** Begin **

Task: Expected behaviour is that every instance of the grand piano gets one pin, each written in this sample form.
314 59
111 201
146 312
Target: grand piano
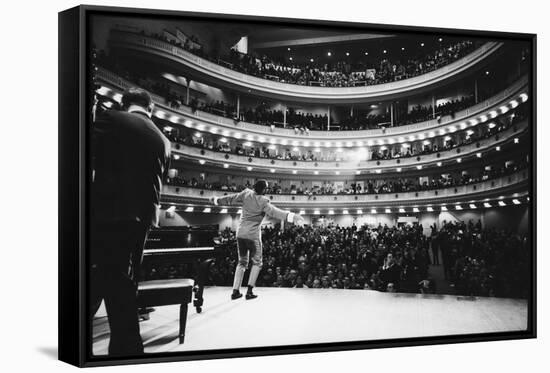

** End **
** Begin **

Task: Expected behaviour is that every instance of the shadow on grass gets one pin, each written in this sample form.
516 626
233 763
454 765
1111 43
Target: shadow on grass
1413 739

** End **

▶ _WHAT THE TASK REQUIRES_
Turn the lines starting at the one that contains "Task: Expected behaviour is that every instance of the grand" and ending at the one that contains "Target: grand piano", both included, into a JSON list of strings with one string per line. Leave out any blank lines.

▶ _EXERCISE OUTPUT_
[
  "Task: Expected behaviour is that every instance of the grand piano gets one pin, each written in this sample form.",
  "314 59",
  "111 201",
  "146 312",
  "Target: grand piano"
]